WHAT YOU WILL DO – Write the records below out in full, character for character, with no pictures.

[Point annotation records]
★ ★ ★ ★ ★

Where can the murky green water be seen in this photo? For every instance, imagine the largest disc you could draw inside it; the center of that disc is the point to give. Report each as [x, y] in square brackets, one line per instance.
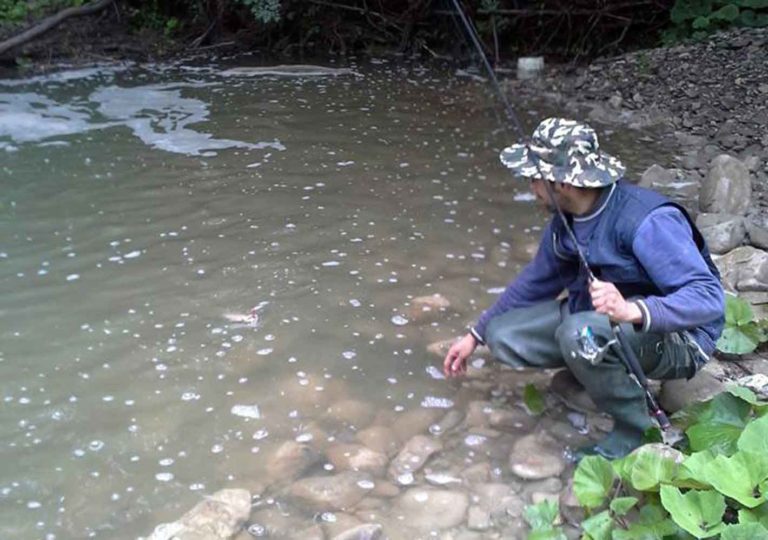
[141, 206]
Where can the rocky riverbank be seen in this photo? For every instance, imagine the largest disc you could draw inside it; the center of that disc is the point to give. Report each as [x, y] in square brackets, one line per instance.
[712, 96]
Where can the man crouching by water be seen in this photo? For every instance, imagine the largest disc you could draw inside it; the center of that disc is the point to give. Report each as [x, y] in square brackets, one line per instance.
[654, 276]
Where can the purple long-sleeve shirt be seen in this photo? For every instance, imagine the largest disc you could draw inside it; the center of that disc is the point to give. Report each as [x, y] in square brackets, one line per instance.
[663, 245]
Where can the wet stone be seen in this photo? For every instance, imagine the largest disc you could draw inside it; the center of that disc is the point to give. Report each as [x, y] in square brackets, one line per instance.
[566, 387]
[412, 458]
[432, 509]
[328, 493]
[414, 422]
[356, 457]
[364, 531]
[380, 439]
[478, 519]
[537, 456]
[352, 412]
[290, 460]
[220, 517]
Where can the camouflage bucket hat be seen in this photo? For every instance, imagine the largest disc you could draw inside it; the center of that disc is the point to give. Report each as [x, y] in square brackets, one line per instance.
[565, 151]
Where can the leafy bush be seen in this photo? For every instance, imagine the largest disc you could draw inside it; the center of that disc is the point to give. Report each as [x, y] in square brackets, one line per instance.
[264, 11]
[742, 333]
[714, 485]
[697, 18]
[17, 11]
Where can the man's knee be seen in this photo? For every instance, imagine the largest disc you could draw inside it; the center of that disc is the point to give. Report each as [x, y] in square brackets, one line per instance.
[568, 334]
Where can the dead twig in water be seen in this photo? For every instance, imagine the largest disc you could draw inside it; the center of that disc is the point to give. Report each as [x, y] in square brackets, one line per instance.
[51, 22]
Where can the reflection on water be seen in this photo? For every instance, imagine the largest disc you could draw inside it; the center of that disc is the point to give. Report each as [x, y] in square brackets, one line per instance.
[331, 204]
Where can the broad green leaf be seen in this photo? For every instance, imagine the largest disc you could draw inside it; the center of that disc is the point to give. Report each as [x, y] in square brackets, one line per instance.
[718, 424]
[755, 515]
[754, 438]
[533, 399]
[739, 339]
[653, 464]
[698, 512]
[621, 505]
[693, 471]
[744, 531]
[658, 530]
[553, 533]
[743, 393]
[724, 407]
[542, 515]
[727, 13]
[592, 481]
[599, 526]
[700, 23]
[737, 311]
[738, 476]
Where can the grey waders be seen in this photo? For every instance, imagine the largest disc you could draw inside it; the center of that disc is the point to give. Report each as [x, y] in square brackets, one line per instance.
[547, 336]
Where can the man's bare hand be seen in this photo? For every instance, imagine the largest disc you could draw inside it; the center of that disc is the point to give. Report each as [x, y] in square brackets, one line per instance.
[607, 300]
[455, 362]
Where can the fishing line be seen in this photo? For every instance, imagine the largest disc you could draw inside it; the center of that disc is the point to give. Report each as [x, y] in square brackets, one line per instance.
[624, 351]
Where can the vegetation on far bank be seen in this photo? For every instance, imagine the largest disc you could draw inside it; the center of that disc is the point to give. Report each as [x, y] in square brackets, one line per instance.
[560, 28]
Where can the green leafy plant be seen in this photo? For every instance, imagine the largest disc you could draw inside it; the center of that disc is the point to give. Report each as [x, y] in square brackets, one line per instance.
[543, 518]
[697, 18]
[713, 485]
[742, 333]
[264, 11]
[533, 399]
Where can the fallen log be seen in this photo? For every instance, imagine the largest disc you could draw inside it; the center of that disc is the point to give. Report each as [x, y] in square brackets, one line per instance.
[51, 22]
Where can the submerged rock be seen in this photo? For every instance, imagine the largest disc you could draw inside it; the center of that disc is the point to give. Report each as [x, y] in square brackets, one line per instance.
[220, 517]
[337, 492]
[537, 456]
[353, 412]
[293, 70]
[429, 509]
[380, 439]
[290, 460]
[727, 189]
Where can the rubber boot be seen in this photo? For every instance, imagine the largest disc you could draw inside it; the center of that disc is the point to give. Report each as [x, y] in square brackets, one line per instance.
[608, 383]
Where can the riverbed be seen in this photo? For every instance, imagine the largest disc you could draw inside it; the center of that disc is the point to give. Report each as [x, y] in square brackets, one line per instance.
[146, 208]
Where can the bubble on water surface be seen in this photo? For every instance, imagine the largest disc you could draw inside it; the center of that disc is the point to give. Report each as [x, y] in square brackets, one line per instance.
[246, 411]
[432, 402]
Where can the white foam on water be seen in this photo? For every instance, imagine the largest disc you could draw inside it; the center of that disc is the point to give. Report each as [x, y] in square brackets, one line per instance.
[157, 114]
[70, 75]
[432, 402]
[246, 411]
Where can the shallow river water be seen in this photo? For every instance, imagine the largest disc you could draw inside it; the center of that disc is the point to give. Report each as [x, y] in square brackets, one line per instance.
[141, 205]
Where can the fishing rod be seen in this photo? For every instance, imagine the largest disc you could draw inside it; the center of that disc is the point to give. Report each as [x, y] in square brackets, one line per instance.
[624, 351]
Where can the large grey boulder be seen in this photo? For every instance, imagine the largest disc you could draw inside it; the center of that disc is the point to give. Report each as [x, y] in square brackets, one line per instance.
[219, 517]
[677, 393]
[727, 189]
[412, 458]
[722, 232]
[744, 269]
[757, 230]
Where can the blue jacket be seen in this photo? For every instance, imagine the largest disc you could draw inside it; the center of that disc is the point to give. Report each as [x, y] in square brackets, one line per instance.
[643, 243]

★ ★ ★ ★ ★

TASK SOLUTION –
Where can the murky green water be seen in this photo? For every instance, imagine the largest disc you could draw inside it; the center of that disc is the point to give. Report each as [x, y] in square brackets, one line per instance.
[141, 206]
Where can the rocky riverbank be seen in this photo? For every instance, imagine the largest disc you could draw inside it; the center of that disc is the point to give. Report each as [x, y] in square brackets, one line per instance.
[712, 96]
Where can the man crouching by water be seen in this photo? For every instance, imagine the largest disc you could draw inside it; the center of that disc is the point to give. Report each as [x, y] in square brackets, one line per instance.
[654, 276]
Where can the purple long-sleeve shirt be seen in this photo? For every instance, imagine the largest disc you could draw inside it; the center of that disc is the point to give. Report each as [x, y] in square brackets, one line per instance.
[663, 245]
Where can the wet stone be seen in this photo? For every instance, imagine the largest disc you could draw inside it; the center of that disc is the point to give. Report each as [x, y] in square brackets, one line per instance.
[566, 387]
[412, 458]
[432, 509]
[328, 493]
[414, 422]
[356, 457]
[364, 531]
[380, 439]
[478, 519]
[537, 456]
[352, 412]
[290, 460]
[220, 517]
Where can the camouflage bucket hat be seen in this photo? For every instance, imagine the largest disc you could draw inside it; the center of that disc is the point to give. Report each as [x, y] in square brackets, one line per instance.
[565, 151]
Where can the leafy bush be seen in this photo? For every instance, imagine the largest disc you could draw inside it; the center of that disc is the point to give. Report each as [x, y] in square brackets, one line per instance.
[264, 11]
[742, 333]
[714, 485]
[697, 18]
[17, 11]
Where can the man's knee be seen in this photo? For every instance, imagine the largest disc you could draw inside it; the center of that disc is the point to give. Report each as [x, y] in square brackets, one line per instance.
[568, 334]
Where can the dead twig in water be seen in this photo? For every instance, imagine the largest disc you could draw inside it; the center of that disc is the point to give. Report each as [x, y] in square brackets, one line per instance.
[51, 22]
Where can the reflection on water be seen in this photo? For every instance, imagine the largest disc you could draw inside it; the center of that disc is the point to give. Report each as [x, y] in square brackets, one line per instance.
[331, 204]
Where can the broad green leaf be seen in this photo? For every instance, imagine the largest disc you could draw inside it; the center of that disc is the point to give. Report each as [x, y] in square brackets, one line per instance.
[718, 424]
[755, 515]
[754, 438]
[533, 399]
[739, 339]
[653, 464]
[698, 512]
[621, 505]
[693, 471]
[744, 531]
[658, 530]
[553, 533]
[743, 393]
[724, 407]
[542, 515]
[727, 13]
[592, 481]
[599, 526]
[700, 23]
[737, 311]
[738, 476]
Where can the grey waders be seen in this photo? For every instance, imagine the largest disc you could draw inside it; the center of that disc is the point to give. Report each as [x, y] in square brackets, one line per instance.
[547, 336]
Where can the man's bare hand be seen in this photo? For every instance, imagine the largest disc you could draw inside it; the center of that disc is the point to give. Report each as [x, y] in square brackets, one line per instance.
[607, 300]
[455, 362]
Where can the fishing line be seen in this photo? For every instance, imagine the largest disc you could draw inside it; the center of that disc is the point to give. Report each as [x, y] in square brackets, one line per instance.
[624, 351]
Where can the vegetation on far bank be seen in this photo? For every instance, imagine the largest disc you could draw inside it; the center of that disc is the point to give. Report each as [x, y] in square brackets, one line per instance.
[560, 28]
Where can the green leafy plant be seen in this photo? For every instance, imagine the largest disc you could draw inside it; the center of that disc is the point to give. Report each as [x, y] in square brackets, one line per instance.
[543, 518]
[697, 18]
[713, 485]
[742, 333]
[264, 11]
[533, 399]
Where can the fallen log be seen in this photo? For every instance, imagine the largest disc you could draw inside it; the center of that disc is the point to give. Report each as [x, y] in square brackets, one line per instance.
[51, 22]
Where can the submerged rock be seen in this photo? For every instance, imagine the largest disc you could draw inside it; the center of that disc is the point to give. Report each as [x, y] in square brackets, one line per instance.
[220, 517]
[337, 492]
[537, 456]
[353, 412]
[293, 70]
[429, 509]
[380, 439]
[290, 460]
[727, 189]
Where can the rubber boot be seen in this photo? For every instance, imagine the largest disc you could draw inside it; the center of that disc is the point to give. Report each as [x, y] in square brackets, one line per instance.
[608, 383]
Where can the riverbed be seen in this photo? For every instance, imagine the largest disc you could draw inside it; the center of that disc is the point to give. Report each as [x, y] in square brackets, one line per instance.
[146, 208]
Where can the bubble on water surface be seen in this photo? For every instance, imagine the largest disc you could draw inside it; the center of that disc is the point to give. Report each as [x, y] in square brackets, one line per instance.
[246, 411]
[432, 402]
Where can the white foam on water be seen in this photo? For every instance, imagine the largest disc you could draw inside it; the center of that disc is the point to give. Report each as [x, y] in square brackets, one line per instance.
[157, 114]
[70, 75]
[432, 402]
[246, 411]
Where can the shallow river water be seen in this photo? For every instance, imagine the largest disc you could draw inside it; the center of that disc is the point to give. Report each as [x, y] in square brackets, one line per instance.
[141, 205]
Where can the fishing rod be seen in this photo? For every instance, imagine the largest disc you could draw inside it; the center of that disc is the point to give. Report each as [x, y] in square brackets, one line per instance.
[624, 351]
Where can the large grey boulder be seen in this photo? For every instance, imagine the largest disc you could draw inside it; the center of that disc is the point to give. Report each as [x, y] in square brackets, one line per instance.
[219, 517]
[677, 393]
[727, 189]
[412, 458]
[722, 232]
[744, 269]
[757, 230]
Where can the blue jacket be seen in this photo? For every instance, imagine the largest disc you could draw inside it; the center of that disc is the point to give. Report each as [x, y] in square brackets, one line per instance.
[643, 243]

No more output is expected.